→ AIM OF THE EXERCISE:
Give back word for word the lines below, from the line with "of the grassy" to the line with "pixel 301 120", including both of those lines.
*** DATA FOR THIS EXERCISE ***
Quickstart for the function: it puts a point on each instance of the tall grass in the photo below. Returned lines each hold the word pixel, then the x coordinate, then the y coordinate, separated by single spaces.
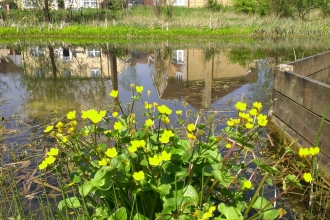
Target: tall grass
pixel 145 18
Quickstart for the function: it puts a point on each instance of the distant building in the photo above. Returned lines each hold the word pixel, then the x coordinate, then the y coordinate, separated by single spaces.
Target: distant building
pixel 189 3
pixel 30 4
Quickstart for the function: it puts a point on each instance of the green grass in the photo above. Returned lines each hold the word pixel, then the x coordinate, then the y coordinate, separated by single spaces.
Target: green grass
pixel 141 22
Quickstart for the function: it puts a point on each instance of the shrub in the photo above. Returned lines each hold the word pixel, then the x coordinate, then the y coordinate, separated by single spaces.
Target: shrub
pixel 263 7
pixel 245 6
pixel 118 169
pixel 213 5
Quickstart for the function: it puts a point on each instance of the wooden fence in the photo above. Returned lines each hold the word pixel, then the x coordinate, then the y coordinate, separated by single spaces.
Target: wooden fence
pixel 301 97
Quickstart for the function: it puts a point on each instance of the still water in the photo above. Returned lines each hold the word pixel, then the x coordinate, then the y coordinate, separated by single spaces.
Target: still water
pixel 38 81
pixel 41 82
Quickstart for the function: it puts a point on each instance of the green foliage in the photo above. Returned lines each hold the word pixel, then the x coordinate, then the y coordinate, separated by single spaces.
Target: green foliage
pixel 263 7
pixel 213 5
pixel 124 170
pixel 245 6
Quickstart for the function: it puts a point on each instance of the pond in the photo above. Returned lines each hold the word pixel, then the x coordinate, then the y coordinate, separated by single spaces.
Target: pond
pixel 40 82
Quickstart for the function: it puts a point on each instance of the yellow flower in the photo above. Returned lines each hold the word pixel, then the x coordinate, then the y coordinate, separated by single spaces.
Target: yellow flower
pixel 257 105
pixel 107 132
pixel 244 116
pixel 114 93
pixel 59 125
pixel 307 177
pixel 164 139
pixel 262 120
pixel 314 151
pixel 166 120
pixel 135 143
pixel 117 125
pixel 247 184
pixel 115 114
pixel 168 133
pixel 149 123
pixel 190 127
pixel 196 213
pixel 142 143
pixel 53 152
pixel 179 112
pixel 231 123
pixel 111 152
pixel 212 209
pixel 71 115
pixel 138 176
pixel 249 125
pixel 62 138
pixel 43 165
pixel 241 106
pixel 50 159
pixel 73 123
pixel 103 162
pixel 207 215
pixel 191 136
pixel 253 112
pixel 49 128
pixel 155 161
pixel 147 105
pixel 163 109
pixel 132 149
pixel 139 89
pixel 165 156
pixel 70 130
pixel 303 152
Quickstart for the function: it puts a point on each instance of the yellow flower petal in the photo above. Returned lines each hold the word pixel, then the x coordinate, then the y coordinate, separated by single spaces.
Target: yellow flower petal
pixel 190 127
pixel 307 177
pixel 71 115
pixel 50 159
pixel 48 128
pixel 166 156
pixel 103 162
pixel 138 175
pixel 111 152
pixel 241 106
pixel 139 89
pixel 43 165
pixel 247 184
pixel 114 93
pixel 53 152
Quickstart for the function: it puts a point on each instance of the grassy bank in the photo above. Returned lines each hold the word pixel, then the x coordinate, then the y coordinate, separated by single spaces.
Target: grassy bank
pixel 141 22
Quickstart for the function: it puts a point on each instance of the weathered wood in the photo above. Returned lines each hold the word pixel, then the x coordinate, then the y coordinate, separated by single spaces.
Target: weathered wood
pixel 313 64
pixel 303 121
pixel 290 134
pixel 322 76
pixel 307 92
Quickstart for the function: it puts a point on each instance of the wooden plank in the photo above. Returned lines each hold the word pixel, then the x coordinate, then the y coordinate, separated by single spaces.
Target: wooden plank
pixel 288 133
pixel 312 64
pixel 322 76
pixel 307 92
pixel 301 120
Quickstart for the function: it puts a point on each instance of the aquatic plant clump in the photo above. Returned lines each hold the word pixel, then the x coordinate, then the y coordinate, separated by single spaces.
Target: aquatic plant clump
pixel 117 167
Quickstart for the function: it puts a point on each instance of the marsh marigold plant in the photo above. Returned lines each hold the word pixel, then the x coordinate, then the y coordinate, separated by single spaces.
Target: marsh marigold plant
pixel 117 167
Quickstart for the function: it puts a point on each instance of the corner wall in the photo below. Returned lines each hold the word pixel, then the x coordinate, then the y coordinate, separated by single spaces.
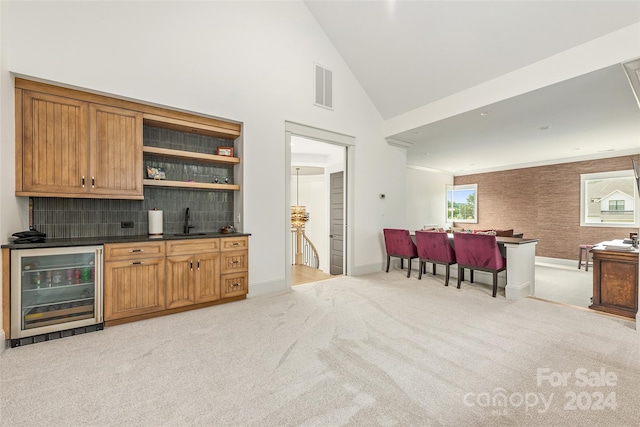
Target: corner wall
pixel 544 203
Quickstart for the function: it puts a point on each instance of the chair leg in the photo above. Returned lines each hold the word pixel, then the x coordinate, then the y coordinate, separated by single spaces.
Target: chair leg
pixel 495 283
pixel 446 277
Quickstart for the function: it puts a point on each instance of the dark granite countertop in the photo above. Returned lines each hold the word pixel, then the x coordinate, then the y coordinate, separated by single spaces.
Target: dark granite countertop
pixel 91 241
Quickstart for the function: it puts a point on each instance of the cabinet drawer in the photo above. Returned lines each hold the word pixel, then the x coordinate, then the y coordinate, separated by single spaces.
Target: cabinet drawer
pixel 233 262
pixel 234 243
pixel 127 251
pixel 190 247
pixel 233 285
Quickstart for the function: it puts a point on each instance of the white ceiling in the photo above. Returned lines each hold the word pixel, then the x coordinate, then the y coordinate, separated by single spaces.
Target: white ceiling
pixel 408 54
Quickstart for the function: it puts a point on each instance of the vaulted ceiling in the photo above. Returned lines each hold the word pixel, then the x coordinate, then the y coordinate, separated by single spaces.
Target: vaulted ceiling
pixel 409 54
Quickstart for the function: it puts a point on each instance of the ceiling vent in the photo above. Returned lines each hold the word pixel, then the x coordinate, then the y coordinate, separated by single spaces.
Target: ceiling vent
pixel 324 87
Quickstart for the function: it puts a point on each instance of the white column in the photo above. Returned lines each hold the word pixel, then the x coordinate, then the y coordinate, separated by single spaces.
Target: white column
pixel 521 272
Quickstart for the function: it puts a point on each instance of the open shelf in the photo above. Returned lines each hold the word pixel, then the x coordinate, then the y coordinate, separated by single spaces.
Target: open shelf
pixel 185 184
pixel 189 155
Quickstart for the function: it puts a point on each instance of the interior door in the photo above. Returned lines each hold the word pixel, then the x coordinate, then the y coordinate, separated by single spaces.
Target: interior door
pixel 336 223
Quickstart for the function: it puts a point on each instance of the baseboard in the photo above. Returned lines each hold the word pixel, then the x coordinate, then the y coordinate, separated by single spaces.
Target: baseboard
pixel 264 288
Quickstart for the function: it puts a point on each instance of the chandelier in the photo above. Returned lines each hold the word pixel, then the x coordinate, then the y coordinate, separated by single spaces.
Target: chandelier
pixel 299 215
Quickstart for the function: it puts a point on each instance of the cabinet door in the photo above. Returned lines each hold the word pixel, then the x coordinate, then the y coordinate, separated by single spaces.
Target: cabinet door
pixel 234 261
pixel 207 277
pixel 116 151
pixel 133 287
pixel 180 278
pixel 54 145
pixel 233 285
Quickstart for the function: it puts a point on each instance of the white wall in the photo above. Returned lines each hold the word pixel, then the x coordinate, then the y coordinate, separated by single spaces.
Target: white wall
pixel 426 198
pixel 245 61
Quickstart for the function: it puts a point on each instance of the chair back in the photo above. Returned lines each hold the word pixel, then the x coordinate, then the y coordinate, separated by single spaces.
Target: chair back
pixel 478 250
pixel 435 246
pixel 398 243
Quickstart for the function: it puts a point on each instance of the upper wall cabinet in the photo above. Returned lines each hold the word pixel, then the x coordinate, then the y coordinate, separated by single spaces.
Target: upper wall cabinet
pixel 71 143
pixel 54 145
pixel 72 148
pixel 115 151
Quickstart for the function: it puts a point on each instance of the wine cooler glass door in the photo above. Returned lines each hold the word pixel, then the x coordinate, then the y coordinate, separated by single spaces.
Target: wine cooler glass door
pixel 55 289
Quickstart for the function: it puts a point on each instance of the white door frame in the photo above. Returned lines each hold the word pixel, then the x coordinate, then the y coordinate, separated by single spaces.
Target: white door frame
pixel 322 135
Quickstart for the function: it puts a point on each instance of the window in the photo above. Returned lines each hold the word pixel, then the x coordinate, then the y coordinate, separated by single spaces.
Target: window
pixel 462 203
pixel 608 199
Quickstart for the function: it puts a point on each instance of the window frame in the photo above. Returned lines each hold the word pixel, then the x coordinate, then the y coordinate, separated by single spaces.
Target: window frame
pixel 586 178
pixel 452 189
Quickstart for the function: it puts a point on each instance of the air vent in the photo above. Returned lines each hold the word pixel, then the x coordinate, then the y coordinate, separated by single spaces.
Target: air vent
pixel 324 87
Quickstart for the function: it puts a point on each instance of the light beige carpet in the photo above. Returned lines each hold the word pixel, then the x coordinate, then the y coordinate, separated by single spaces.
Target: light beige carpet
pixel 374 350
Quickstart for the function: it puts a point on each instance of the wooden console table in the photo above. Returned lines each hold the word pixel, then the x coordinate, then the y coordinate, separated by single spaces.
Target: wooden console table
pixel 615 281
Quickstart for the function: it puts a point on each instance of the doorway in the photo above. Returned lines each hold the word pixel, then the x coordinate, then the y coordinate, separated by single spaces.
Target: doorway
pixel 318 181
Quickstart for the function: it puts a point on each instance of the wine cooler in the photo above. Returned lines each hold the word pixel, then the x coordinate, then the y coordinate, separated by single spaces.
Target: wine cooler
pixel 55 292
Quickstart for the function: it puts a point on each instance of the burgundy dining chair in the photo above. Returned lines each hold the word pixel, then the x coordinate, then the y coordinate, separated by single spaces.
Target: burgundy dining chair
pixel 478 252
pixel 434 247
pixel 399 244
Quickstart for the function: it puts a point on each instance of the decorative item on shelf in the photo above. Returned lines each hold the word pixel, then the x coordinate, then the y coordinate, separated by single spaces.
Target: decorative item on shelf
pixel 224 151
pixel 228 229
pixel 155 172
pixel 299 215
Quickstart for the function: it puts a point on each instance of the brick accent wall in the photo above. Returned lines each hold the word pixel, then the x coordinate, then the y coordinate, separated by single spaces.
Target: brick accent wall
pixel 543 202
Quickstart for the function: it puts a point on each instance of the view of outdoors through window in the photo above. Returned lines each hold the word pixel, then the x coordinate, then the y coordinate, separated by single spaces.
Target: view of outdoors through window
pixel 461 203
pixel 608 199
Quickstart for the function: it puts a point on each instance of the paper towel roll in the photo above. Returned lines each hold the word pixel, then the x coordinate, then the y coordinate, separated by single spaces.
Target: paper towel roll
pixel 155 223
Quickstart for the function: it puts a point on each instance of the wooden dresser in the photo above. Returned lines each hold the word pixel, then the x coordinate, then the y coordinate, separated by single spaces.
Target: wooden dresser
pixel 615 282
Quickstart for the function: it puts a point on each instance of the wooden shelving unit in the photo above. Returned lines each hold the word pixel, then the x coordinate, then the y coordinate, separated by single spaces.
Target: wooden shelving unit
pixel 189 155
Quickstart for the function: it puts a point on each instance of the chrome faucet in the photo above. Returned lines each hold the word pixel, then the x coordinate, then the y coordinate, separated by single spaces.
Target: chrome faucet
pixel 187 227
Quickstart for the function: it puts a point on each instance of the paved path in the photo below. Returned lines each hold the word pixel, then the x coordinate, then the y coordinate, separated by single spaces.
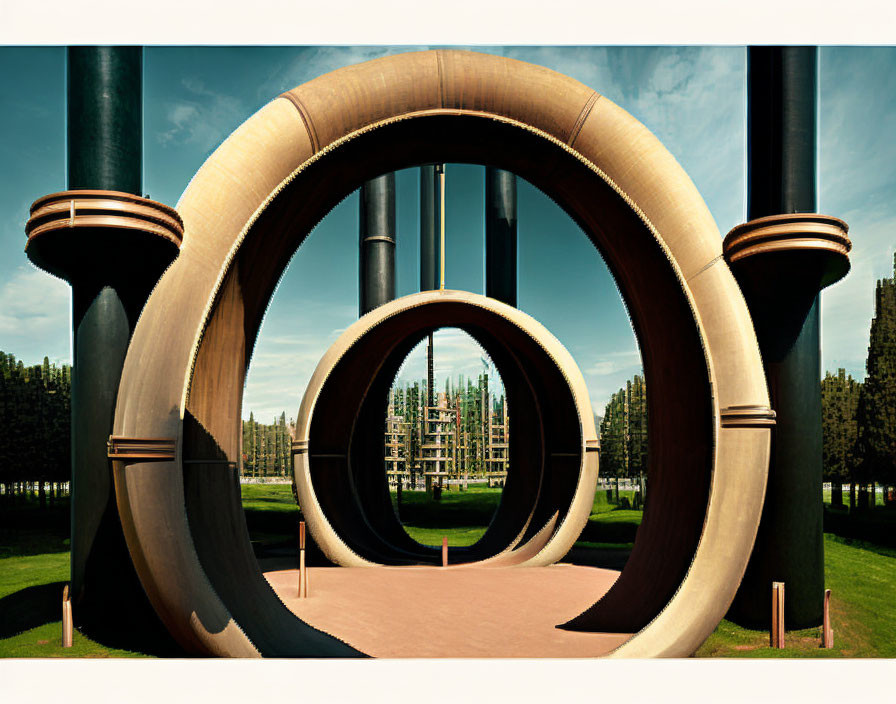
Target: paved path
pixel 462 612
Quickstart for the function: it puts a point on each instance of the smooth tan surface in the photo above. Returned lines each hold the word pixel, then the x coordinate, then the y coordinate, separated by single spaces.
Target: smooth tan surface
pixel 255 199
pixel 431 612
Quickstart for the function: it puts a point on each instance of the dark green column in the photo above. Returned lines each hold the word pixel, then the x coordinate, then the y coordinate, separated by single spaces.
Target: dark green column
pixel 430 224
pixel 500 235
pixel 377 234
pixel 782 291
pixel 111 280
pixel 105 118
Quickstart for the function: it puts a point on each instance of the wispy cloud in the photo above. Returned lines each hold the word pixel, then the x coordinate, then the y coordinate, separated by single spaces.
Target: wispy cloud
pixel 857 179
pixel 204 118
pixel 35 312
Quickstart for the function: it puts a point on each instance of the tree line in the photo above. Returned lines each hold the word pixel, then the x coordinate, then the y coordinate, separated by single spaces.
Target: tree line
pixel 475 409
pixel 267 449
pixel 859 419
pixel 35 443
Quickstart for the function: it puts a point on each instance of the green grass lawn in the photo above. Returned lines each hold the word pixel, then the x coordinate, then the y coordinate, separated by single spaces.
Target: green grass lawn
pixel 34 567
pixel 862 580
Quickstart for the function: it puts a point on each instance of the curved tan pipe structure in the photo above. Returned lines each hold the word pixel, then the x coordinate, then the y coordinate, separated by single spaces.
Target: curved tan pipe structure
pixel 338 466
pixel 252 203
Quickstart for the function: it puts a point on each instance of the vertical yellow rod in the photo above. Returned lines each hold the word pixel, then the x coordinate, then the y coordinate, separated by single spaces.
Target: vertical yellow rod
pixel 442 230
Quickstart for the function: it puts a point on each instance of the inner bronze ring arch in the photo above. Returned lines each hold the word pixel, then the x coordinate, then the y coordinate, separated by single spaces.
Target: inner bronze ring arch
pixel 341 481
pixel 681 430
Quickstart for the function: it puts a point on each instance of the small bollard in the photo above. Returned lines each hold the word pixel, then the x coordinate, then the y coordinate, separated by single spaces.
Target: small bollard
pixel 777 631
pixel 67 628
pixel 303 573
pixel 827 631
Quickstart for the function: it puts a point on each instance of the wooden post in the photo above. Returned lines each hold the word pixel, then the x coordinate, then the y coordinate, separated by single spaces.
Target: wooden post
pixel 777 632
pixel 67 631
pixel 827 631
pixel 303 573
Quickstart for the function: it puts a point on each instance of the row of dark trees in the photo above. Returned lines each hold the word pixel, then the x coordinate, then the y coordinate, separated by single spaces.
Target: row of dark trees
pixel 475 407
pixel 623 432
pixel 267 448
pixel 859 419
pixel 35 418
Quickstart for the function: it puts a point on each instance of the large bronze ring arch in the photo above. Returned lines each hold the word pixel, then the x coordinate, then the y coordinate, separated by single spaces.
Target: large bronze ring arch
pixel 252 203
pixel 339 433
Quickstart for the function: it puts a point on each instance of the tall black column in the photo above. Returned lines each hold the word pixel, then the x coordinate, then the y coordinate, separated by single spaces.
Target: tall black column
pixel 105 144
pixel 377 232
pixel 781 278
pixel 430 225
pixel 111 245
pixel 105 118
pixel 500 235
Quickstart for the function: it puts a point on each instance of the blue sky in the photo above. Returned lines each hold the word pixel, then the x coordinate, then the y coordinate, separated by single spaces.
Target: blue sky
pixel 692 98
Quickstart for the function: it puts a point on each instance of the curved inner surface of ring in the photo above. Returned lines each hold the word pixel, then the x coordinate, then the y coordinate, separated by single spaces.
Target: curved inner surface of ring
pixel 681 430
pixel 345 442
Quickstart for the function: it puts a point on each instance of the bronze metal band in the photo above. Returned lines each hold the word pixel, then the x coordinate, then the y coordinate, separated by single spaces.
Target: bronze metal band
pixel 103 209
pixel 380 238
pixel 747 417
pixel 778 233
pixel 140 449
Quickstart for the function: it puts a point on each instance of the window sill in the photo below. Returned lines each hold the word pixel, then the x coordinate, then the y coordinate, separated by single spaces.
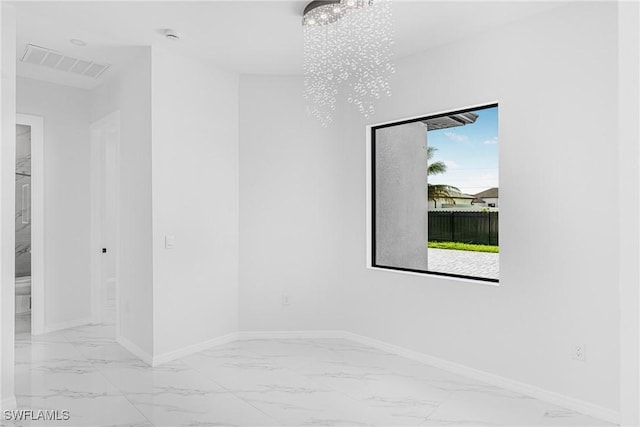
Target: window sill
pixel 478 281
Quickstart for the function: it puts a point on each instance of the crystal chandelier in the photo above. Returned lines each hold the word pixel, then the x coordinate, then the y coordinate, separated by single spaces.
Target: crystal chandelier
pixel 347 47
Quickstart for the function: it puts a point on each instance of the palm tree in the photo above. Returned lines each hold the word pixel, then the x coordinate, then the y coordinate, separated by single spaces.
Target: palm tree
pixel 437 192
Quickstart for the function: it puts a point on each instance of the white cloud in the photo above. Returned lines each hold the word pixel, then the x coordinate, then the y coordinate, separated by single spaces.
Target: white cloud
pixel 451 164
pixel 456 136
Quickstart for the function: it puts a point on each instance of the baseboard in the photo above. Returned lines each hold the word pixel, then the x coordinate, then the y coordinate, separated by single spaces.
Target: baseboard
pixel 568 402
pixel 9 403
pixel 276 335
pixel 194 348
pixel 577 405
pixel 66 325
pixel 137 351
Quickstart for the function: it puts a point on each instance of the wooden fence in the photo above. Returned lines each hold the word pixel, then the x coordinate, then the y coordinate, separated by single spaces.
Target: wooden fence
pixel 464 227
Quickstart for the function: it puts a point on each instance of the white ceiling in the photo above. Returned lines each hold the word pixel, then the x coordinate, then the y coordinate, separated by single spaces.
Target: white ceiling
pixel 253 37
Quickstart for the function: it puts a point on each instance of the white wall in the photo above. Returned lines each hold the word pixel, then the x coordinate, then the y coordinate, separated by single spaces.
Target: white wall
pixel 554 76
pixel 629 215
pixel 195 199
pixel 130 92
pixel 290 212
pixel 65 111
pixel 303 208
pixel 7 224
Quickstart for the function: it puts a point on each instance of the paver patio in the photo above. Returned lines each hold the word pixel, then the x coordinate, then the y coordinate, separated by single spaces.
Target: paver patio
pixel 468 263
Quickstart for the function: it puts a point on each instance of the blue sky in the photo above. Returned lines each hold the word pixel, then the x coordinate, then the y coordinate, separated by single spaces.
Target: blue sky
***
→ RESULT OF THIS TASK:
Quickstart for the function: it puts a point on each instance of the grassy bank in the photo above. Returned lines each hold the word pixel, then the x coordinate, then the y coordinate, separated by single spaces.
Target: grassy bank
pixel 141 22
Quickstart for the function: it puts a point on each instance of the weathered wood in the photo above. Returned lines each hold the word pixel, then the x coordinate, then the y coordinate, separated by single spaces.
Target: weathered wood
pixel 313 64
pixel 303 121
pixel 290 134
pixel 322 76
pixel 307 92
Quickstart for the function: it puts a point on each instance of the wooden plank in the photo above. Returned lines each hold the word pixel, then the x coordinate, then the y coordinate, separated by single spaces.
Target: wooden plank
pixel 288 133
pixel 312 64
pixel 322 76
pixel 307 92
pixel 301 120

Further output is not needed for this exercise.